• _Passage to read_:

• • • •

The collapse of oil prices is causing North American producers to cut back on their capital expenditure plans.

Written by John Egan for Industrial Info Resources (Sugar Land, Texas)--The dramatic decline in crude-oil prices is forcing a number of oil and gas companies to trim their capital budgets. Oilfield service providers are scaling back their 2015 plans as rigs are idled. Energy bankers are bracing for a big hit to one of their most active industry segments. Oil-producing states are bracing for a sharp shortfall in royalties and severance taxes. A prolonged period of low oil and gas prices may threaten the economics of some proposed pipeline and infrastructure projects.

Across the U.S., businesses that supply equipment and services to the Oil & Gas Industry are reassessing their business plans to square with today's market realities. Companies and industries that benefitted from five years of high oil prices--including steel-pipe manufacturers, rig rental companies, equipment providers, restaurants, logistics companies, railroads, banks, lawyers, consultants, real estate firms and hotels--are soon expected to feel the effects of lower oil prices and leaner budgets.

• • • •

• _Supplied information_:
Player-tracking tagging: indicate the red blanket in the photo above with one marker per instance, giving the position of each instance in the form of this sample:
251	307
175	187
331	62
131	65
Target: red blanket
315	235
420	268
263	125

• • • •

• _What is expected_: Please copy the part of the oil-price passage from "Across the U.S., businesses" to "and leaner budgets." word for word.

• _Reply to the exercise_:
Across the U.S., businesses that supply equipment and services to the Oil & Gas Industry are reassessing their business plans to square with today's market realities. Companies and industries that benefitted from five years of high oil prices--including steel-pipe manufacturers, rig rental companies, equipment providers, restaurants, logistics companies, railroads, banks, lawyers, consultants, real estate firms and hotels--are soon expected to feel the effects of lower oil prices and leaner budgets.